— start of Stored records —
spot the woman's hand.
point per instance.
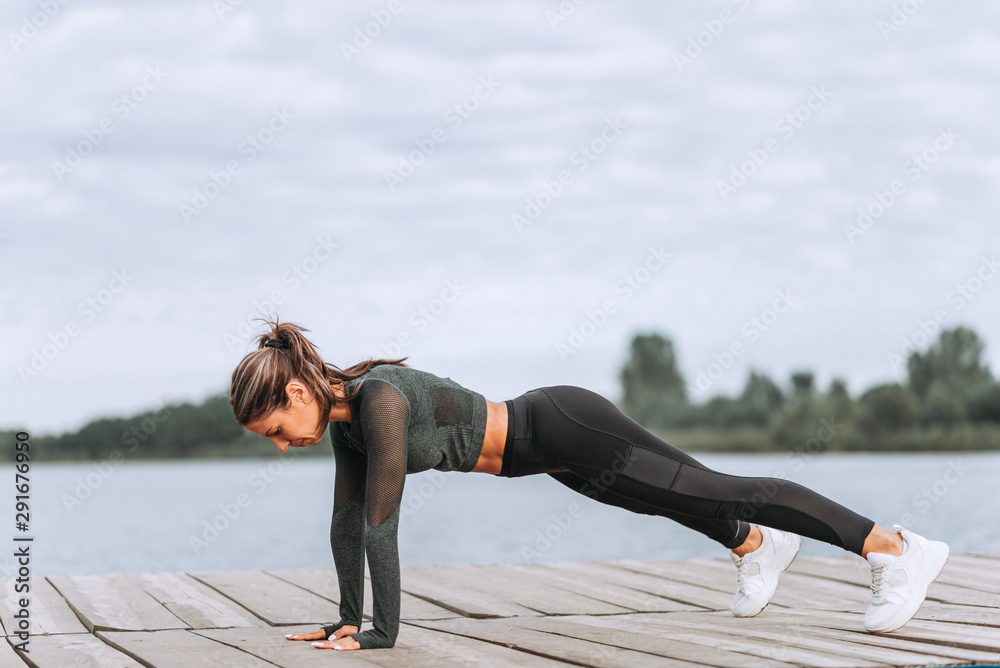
(338, 641)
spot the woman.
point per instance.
(387, 419)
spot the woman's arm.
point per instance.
(347, 530)
(385, 417)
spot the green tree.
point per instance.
(955, 361)
(653, 389)
(886, 408)
(803, 385)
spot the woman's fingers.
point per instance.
(345, 630)
(341, 644)
(312, 635)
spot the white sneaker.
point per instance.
(899, 584)
(757, 572)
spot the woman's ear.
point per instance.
(298, 393)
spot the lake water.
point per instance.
(197, 515)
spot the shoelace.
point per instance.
(879, 579)
(741, 574)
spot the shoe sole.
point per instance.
(783, 569)
(923, 594)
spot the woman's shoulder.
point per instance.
(399, 377)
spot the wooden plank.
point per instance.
(782, 628)
(610, 630)
(529, 586)
(979, 638)
(113, 602)
(935, 653)
(793, 590)
(272, 599)
(648, 629)
(8, 657)
(80, 650)
(518, 632)
(48, 610)
(193, 602)
(323, 582)
(415, 646)
(434, 584)
(960, 614)
(858, 572)
(694, 596)
(692, 571)
(631, 591)
(179, 648)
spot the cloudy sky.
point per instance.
(505, 192)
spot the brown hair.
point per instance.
(259, 380)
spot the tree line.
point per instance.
(949, 400)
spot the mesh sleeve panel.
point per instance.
(384, 415)
(347, 532)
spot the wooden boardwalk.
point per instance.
(608, 613)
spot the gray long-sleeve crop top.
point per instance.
(403, 421)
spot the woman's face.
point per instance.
(297, 425)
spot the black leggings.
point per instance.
(585, 442)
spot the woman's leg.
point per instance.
(589, 436)
(730, 533)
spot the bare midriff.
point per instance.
(491, 457)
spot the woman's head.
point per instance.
(285, 386)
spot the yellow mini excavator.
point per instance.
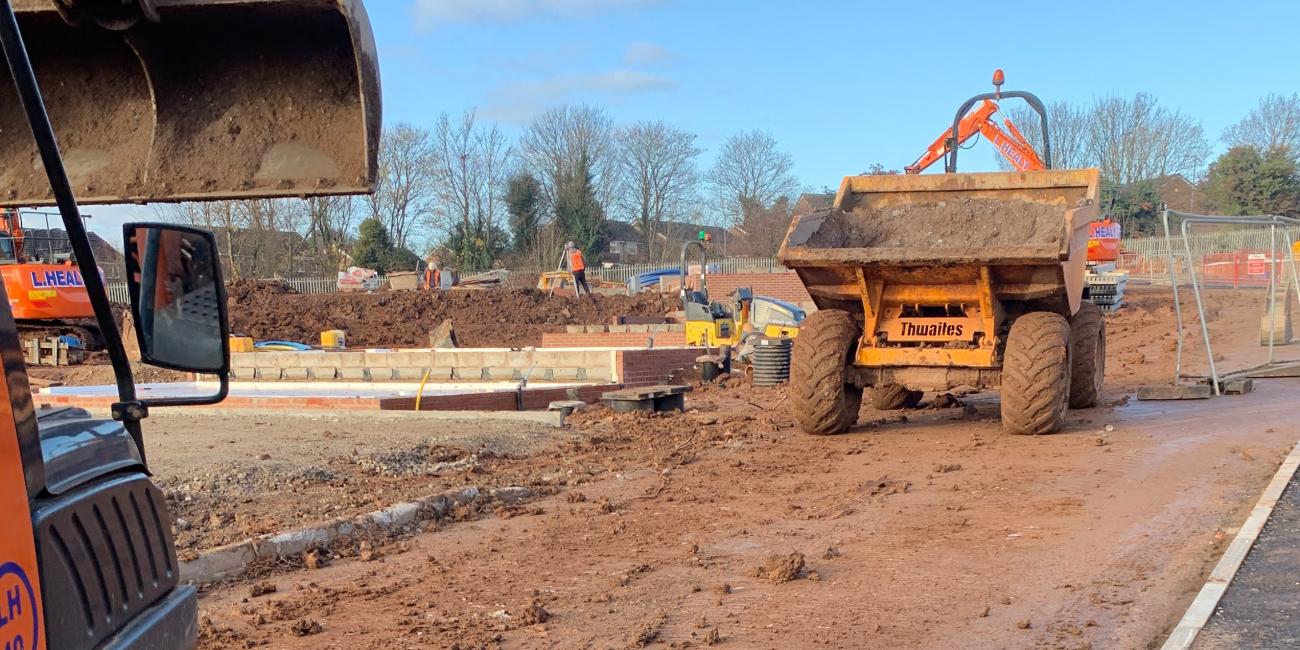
(711, 324)
(133, 102)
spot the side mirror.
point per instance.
(178, 298)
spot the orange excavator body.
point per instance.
(40, 277)
(1104, 235)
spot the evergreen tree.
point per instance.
(577, 213)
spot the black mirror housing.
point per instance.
(178, 298)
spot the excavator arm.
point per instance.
(1010, 143)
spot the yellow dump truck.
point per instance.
(930, 282)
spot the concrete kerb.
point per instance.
(553, 419)
(1203, 606)
(230, 560)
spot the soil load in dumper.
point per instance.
(923, 281)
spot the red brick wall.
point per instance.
(232, 402)
(650, 367)
(503, 401)
(612, 339)
(781, 286)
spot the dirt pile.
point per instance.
(243, 289)
(958, 224)
(499, 317)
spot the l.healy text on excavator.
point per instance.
(57, 278)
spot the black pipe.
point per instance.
(1031, 99)
(34, 105)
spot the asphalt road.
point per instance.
(1261, 607)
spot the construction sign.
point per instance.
(1257, 264)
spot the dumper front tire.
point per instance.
(1087, 355)
(1036, 373)
(820, 399)
(895, 395)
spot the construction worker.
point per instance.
(577, 267)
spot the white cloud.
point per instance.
(519, 100)
(648, 53)
(437, 12)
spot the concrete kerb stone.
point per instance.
(230, 560)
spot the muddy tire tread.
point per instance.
(818, 393)
(1036, 375)
(1088, 349)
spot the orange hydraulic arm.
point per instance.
(1009, 143)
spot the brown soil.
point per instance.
(495, 317)
(96, 371)
(953, 224)
(934, 524)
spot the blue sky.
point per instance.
(841, 85)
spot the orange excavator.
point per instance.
(46, 289)
(1010, 143)
(1104, 234)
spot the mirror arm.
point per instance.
(43, 133)
(222, 391)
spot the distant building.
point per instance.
(1177, 193)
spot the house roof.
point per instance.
(813, 202)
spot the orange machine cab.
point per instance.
(1104, 241)
(46, 291)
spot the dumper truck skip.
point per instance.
(928, 282)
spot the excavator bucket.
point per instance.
(168, 100)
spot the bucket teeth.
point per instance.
(212, 100)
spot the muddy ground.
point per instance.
(928, 528)
(497, 317)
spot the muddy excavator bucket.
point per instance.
(167, 100)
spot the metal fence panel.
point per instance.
(622, 272)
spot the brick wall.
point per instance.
(650, 367)
(612, 339)
(534, 398)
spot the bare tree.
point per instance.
(750, 170)
(1274, 122)
(221, 217)
(657, 167)
(1067, 125)
(763, 229)
(558, 141)
(1135, 138)
(469, 181)
(326, 222)
(406, 181)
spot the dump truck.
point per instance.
(131, 102)
(932, 281)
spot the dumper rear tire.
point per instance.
(1088, 355)
(892, 397)
(820, 398)
(1036, 373)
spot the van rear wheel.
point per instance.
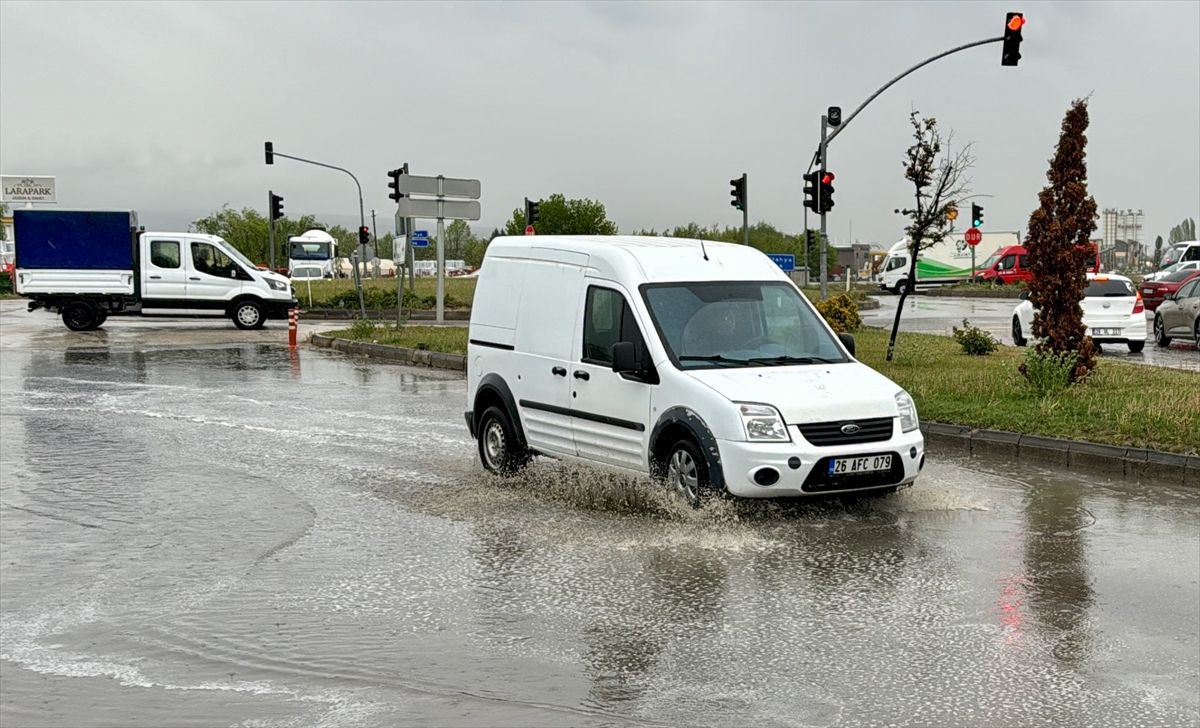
(499, 450)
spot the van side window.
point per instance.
(165, 253)
(609, 319)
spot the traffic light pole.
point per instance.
(363, 218)
(270, 224)
(839, 128)
(825, 240)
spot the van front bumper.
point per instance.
(803, 468)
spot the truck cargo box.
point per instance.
(69, 251)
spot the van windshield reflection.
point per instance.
(738, 324)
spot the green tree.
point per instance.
(561, 216)
(1057, 241)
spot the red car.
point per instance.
(1153, 292)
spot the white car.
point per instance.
(696, 362)
(1113, 312)
(1185, 265)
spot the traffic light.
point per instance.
(739, 192)
(1012, 46)
(826, 199)
(810, 191)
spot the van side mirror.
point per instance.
(624, 359)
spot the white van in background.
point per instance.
(699, 362)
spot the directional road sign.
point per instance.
(786, 262)
(412, 184)
(444, 209)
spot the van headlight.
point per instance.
(907, 411)
(763, 422)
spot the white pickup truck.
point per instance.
(89, 265)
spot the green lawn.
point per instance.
(1120, 404)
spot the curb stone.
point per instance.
(423, 358)
(1114, 461)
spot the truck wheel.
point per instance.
(249, 314)
(81, 316)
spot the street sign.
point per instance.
(412, 184)
(438, 209)
(786, 262)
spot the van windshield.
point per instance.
(738, 324)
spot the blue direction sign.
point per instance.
(786, 262)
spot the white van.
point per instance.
(699, 362)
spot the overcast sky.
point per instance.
(651, 108)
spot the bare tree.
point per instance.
(940, 185)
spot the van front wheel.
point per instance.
(498, 447)
(687, 473)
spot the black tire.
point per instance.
(1018, 335)
(249, 314)
(499, 450)
(81, 316)
(1161, 337)
(685, 471)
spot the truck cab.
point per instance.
(89, 265)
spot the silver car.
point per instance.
(1179, 314)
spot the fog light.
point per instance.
(766, 476)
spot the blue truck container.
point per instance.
(76, 239)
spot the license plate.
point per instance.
(871, 463)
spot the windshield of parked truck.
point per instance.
(311, 251)
(738, 324)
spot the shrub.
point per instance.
(1048, 373)
(975, 341)
(841, 313)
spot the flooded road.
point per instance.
(198, 529)
(940, 314)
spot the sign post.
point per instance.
(972, 238)
(441, 208)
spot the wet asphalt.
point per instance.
(199, 528)
(940, 314)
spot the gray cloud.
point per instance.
(647, 107)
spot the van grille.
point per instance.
(827, 434)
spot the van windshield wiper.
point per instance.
(717, 359)
(786, 360)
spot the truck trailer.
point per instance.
(89, 265)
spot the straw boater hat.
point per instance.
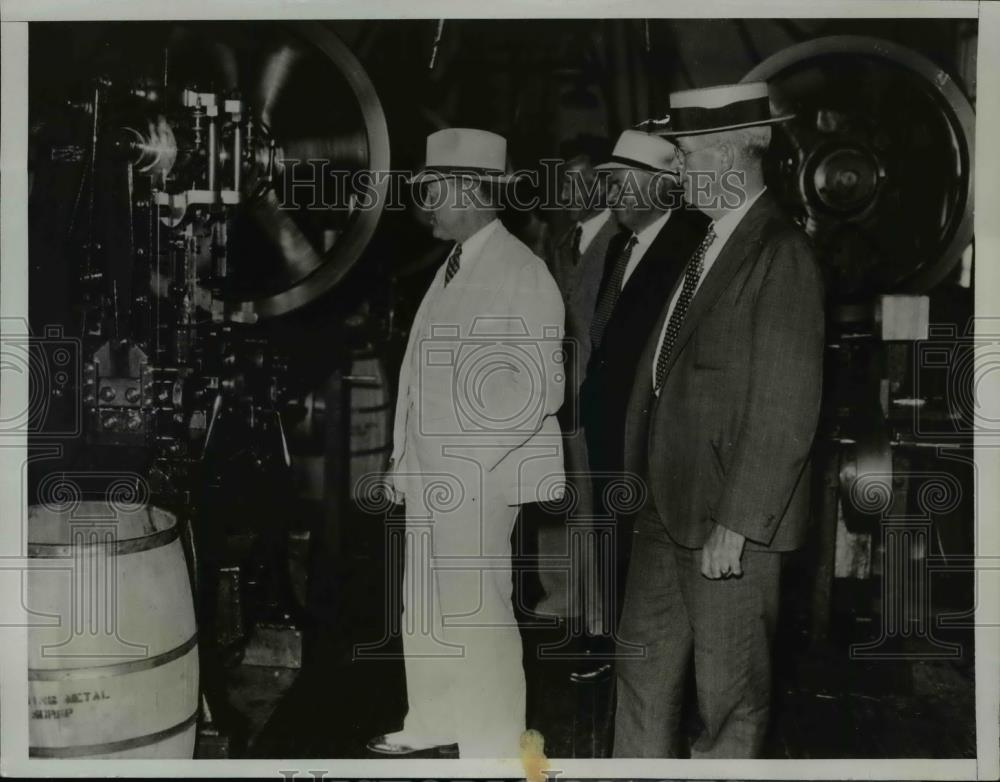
(465, 152)
(715, 109)
(638, 150)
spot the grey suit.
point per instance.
(579, 281)
(726, 441)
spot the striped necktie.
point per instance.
(609, 296)
(453, 263)
(577, 236)
(692, 274)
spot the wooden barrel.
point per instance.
(112, 650)
(371, 417)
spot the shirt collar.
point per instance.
(591, 226)
(472, 247)
(726, 224)
(649, 233)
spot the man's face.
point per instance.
(633, 196)
(579, 188)
(447, 204)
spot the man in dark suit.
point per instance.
(721, 421)
(643, 260)
(576, 261)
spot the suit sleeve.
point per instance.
(530, 387)
(782, 406)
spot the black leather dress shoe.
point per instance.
(389, 745)
(593, 675)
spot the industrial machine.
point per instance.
(214, 303)
(180, 210)
(877, 167)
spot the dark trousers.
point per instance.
(676, 614)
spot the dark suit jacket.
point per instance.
(579, 283)
(729, 436)
(611, 370)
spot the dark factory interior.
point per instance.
(233, 359)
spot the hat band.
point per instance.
(697, 118)
(459, 170)
(633, 163)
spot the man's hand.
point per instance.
(720, 558)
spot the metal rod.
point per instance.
(437, 41)
(237, 157)
(213, 153)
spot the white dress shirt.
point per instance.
(644, 239)
(590, 227)
(724, 228)
(472, 246)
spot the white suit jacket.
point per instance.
(483, 372)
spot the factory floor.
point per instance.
(827, 705)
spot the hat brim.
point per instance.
(431, 174)
(622, 165)
(672, 133)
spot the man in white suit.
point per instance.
(475, 436)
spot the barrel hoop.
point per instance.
(381, 408)
(113, 669)
(118, 548)
(113, 746)
(370, 451)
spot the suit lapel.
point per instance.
(744, 242)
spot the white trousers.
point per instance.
(461, 642)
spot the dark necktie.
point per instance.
(453, 263)
(609, 296)
(692, 274)
(577, 236)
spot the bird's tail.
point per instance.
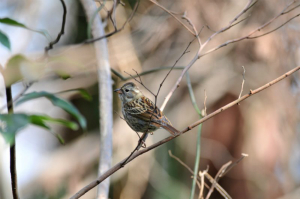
(171, 129)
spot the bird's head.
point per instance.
(128, 92)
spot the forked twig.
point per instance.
(153, 146)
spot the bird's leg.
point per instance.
(140, 144)
(142, 141)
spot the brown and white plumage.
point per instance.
(140, 113)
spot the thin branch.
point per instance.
(248, 36)
(13, 169)
(243, 82)
(198, 147)
(199, 54)
(218, 187)
(223, 168)
(116, 30)
(10, 102)
(145, 72)
(105, 97)
(202, 174)
(204, 114)
(173, 15)
(115, 168)
(233, 165)
(62, 31)
(186, 68)
(275, 28)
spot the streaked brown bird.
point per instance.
(138, 110)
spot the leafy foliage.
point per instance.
(56, 101)
(4, 40)
(11, 124)
(12, 22)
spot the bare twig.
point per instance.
(16, 98)
(186, 68)
(105, 97)
(145, 72)
(173, 15)
(116, 30)
(204, 104)
(202, 174)
(223, 168)
(232, 165)
(13, 170)
(243, 82)
(62, 31)
(198, 148)
(115, 168)
(217, 186)
(248, 36)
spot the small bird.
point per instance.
(139, 111)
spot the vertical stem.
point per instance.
(197, 159)
(13, 170)
(105, 97)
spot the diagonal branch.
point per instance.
(62, 31)
(153, 146)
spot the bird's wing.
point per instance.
(143, 108)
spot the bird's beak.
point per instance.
(118, 91)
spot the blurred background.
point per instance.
(265, 126)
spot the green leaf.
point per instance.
(4, 40)
(60, 139)
(10, 124)
(81, 91)
(12, 72)
(65, 105)
(12, 22)
(41, 119)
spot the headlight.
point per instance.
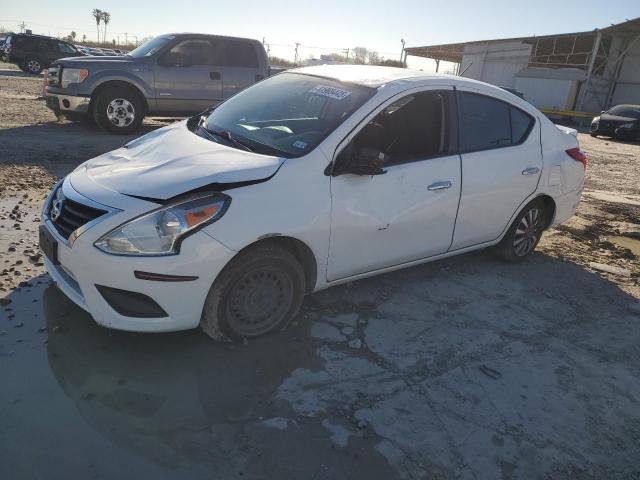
(73, 75)
(161, 231)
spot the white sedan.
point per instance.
(311, 178)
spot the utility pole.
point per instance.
(295, 58)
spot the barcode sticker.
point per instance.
(331, 92)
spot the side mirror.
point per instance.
(175, 59)
(364, 161)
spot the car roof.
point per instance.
(206, 35)
(373, 76)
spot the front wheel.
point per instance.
(524, 234)
(33, 65)
(258, 292)
(118, 110)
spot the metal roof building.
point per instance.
(582, 71)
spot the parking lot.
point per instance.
(461, 368)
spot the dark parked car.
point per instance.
(621, 121)
(170, 75)
(33, 53)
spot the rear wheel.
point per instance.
(258, 292)
(118, 110)
(524, 234)
(32, 65)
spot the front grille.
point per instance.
(67, 215)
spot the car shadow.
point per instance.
(179, 398)
(6, 72)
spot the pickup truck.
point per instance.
(171, 75)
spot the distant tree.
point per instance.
(97, 15)
(373, 58)
(106, 18)
(359, 55)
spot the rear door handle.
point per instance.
(439, 185)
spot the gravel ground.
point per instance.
(463, 368)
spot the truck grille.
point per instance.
(67, 215)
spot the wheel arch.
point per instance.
(121, 84)
(550, 208)
(298, 249)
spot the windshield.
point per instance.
(288, 114)
(625, 111)
(152, 46)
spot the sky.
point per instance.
(324, 26)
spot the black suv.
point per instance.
(33, 53)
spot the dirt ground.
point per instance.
(462, 368)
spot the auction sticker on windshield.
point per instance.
(331, 92)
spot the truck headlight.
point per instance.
(161, 231)
(73, 75)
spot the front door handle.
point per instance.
(439, 185)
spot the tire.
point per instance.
(33, 65)
(257, 293)
(523, 236)
(118, 110)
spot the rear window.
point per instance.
(625, 111)
(240, 54)
(487, 123)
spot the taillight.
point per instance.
(578, 155)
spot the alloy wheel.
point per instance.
(34, 66)
(121, 112)
(528, 232)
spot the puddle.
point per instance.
(632, 244)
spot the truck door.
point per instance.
— end of Stored records —
Aim of the exercise:
Print the data above unchanged, from the line containing "spot the truck grille." through the end of the data.

Task response:
spot the truck grille.
point per instance.
(67, 215)
spot the wheel arch.
point per instance.
(121, 84)
(550, 208)
(298, 249)
spot the windshield.
point per instance.
(288, 114)
(625, 111)
(152, 46)
spot the sky.
point per instance.
(324, 26)
spot the black suv.
point per instance.
(33, 53)
spot the dirt ground.
point per instance.
(462, 368)
spot the auction sticker on windshield.
point per instance.
(331, 92)
spot the truck headlight.
point per instance.
(161, 231)
(73, 75)
spot the front door handle.
point per instance.
(439, 185)
spot the tire.
point per instance.
(33, 65)
(257, 293)
(523, 236)
(118, 110)
spot the rear window.
point per instance.
(625, 111)
(240, 54)
(487, 123)
spot the taillight.
point per instance.
(578, 155)
spot the alloy wheel.
point per instance.
(34, 66)
(121, 112)
(528, 232)
spot the puddle.
point per instance.
(632, 244)
spot the truck door.
point per instance.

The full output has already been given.